# Requirements
Copy out all of the material below word for word, leaving out the pictures.

# Data shown
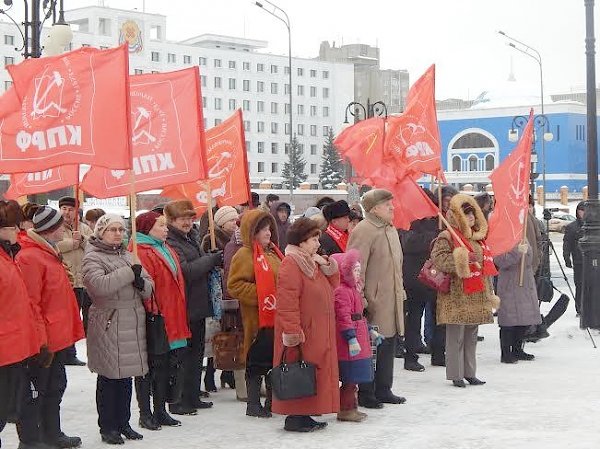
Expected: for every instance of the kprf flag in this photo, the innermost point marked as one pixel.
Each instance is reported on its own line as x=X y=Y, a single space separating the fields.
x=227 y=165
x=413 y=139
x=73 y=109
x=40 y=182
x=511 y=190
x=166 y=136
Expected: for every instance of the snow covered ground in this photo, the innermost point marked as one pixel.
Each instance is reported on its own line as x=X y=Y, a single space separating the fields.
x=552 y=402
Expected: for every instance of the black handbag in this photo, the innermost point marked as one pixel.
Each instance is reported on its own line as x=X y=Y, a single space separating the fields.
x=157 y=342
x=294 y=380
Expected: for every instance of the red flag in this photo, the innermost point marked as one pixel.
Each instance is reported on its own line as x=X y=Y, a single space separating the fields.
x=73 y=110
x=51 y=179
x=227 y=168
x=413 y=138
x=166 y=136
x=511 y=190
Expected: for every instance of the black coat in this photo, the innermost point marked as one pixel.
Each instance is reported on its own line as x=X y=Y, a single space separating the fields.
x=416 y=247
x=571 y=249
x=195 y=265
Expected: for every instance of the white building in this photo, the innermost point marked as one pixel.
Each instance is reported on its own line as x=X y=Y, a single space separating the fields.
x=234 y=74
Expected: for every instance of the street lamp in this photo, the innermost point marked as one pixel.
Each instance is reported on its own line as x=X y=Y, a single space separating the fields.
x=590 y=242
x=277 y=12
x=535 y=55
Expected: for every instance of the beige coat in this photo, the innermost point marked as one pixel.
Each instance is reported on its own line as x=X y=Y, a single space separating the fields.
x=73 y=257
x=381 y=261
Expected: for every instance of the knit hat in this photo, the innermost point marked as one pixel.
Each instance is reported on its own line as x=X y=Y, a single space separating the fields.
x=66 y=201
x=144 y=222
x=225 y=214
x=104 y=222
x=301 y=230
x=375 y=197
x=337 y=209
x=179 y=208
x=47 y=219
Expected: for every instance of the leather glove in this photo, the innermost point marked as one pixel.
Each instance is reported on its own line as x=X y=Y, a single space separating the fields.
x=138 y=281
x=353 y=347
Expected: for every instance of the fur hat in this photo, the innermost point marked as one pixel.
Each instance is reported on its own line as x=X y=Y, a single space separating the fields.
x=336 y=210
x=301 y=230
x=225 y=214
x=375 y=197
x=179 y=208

# Complete output
Expected: for every instance of the kprf flag in this photo, the innermost point marked as one pixel.
Each instance is reported on its own line as x=X y=Y, a single space separating the fields.
x=227 y=165
x=413 y=139
x=73 y=109
x=40 y=182
x=511 y=190
x=166 y=136
Expected: for every instance of the snow covered ground in this photo, the innermost point marked as one pixel.
Each instance is reported on its own line as x=X y=Y, a single space separating the fields.
x=552 y=402
Expected: for every instance of the black handbag in this photo, the innermost point marked as one pixel.
Each instance is reported on its own line as x=X y=Y, a single space separating the fields.
x=157 y=342
x=294 y=380
Expected: for every instance of the red flag in this photo, the innermost point marked as one pixel.
Each instance is reported on its own line as x=X y=Y, a single space separating the fields.
x=73 y=110
x=51 y=179
x=227 y=168
x=413 y=138
x=166 y=136
x=511 y=190
Expected: for every instance of the black coat in this photo, the innermost point marked as one pixel.
Each instance is reported on its own line as x=X y=Y, a single space separating the fields.
x=416 y=247
x=571 y=249
x=195 y=265
Expected: for every instance of the white building in this photo, the innermost point marked as one pixel.
Each instance is reported on its own line as x=X y=Y, a single space separating the fields.
x=234 y=74
Expected: for every instance of the street lamp in this photo, the innermost point marked as one pixel.
Each instance is reported on its own line as x=X y=Y, a single space separating the fields.
x=590 y=242
x=277 y=12
x=535 y=55
Expected: for every instance of the beige coat in this photo, the innermost point marked as one pixel.
Each instance is reported on its own line as x=X y=Y, a single space separating the fields.
x=73 y=257
x=381 y=261
Expected: for every instance of the knit hat in this photo, the innermost point marked as one pixel.
Each instance is reported on its own line as x=X y=Y, a single space separating the fields.
x=66 y=201
x=144 y=222
x=225 y=214
x=104 y=222
x=301 y=230
x=375 y=197
x=337 y=209
x=179 y=208
x=47 y=219
Expected: for every instance of the leather glove in this photo, the innermost point marked as one pixel.
Each instance is reported on its own line as x=X y=Y, a single space separating the fields.
x=138 y=281
x=353 y=347
Expected: for every instance of the fur hat in this photo, the innermost point marked as one pixel.
Each instance is reported on its own line as x=X y=Y, a single space separating the fields.
x=336 y=210
x=301 y=230
x=225 y=214
x=375 y=197
x=179 y=208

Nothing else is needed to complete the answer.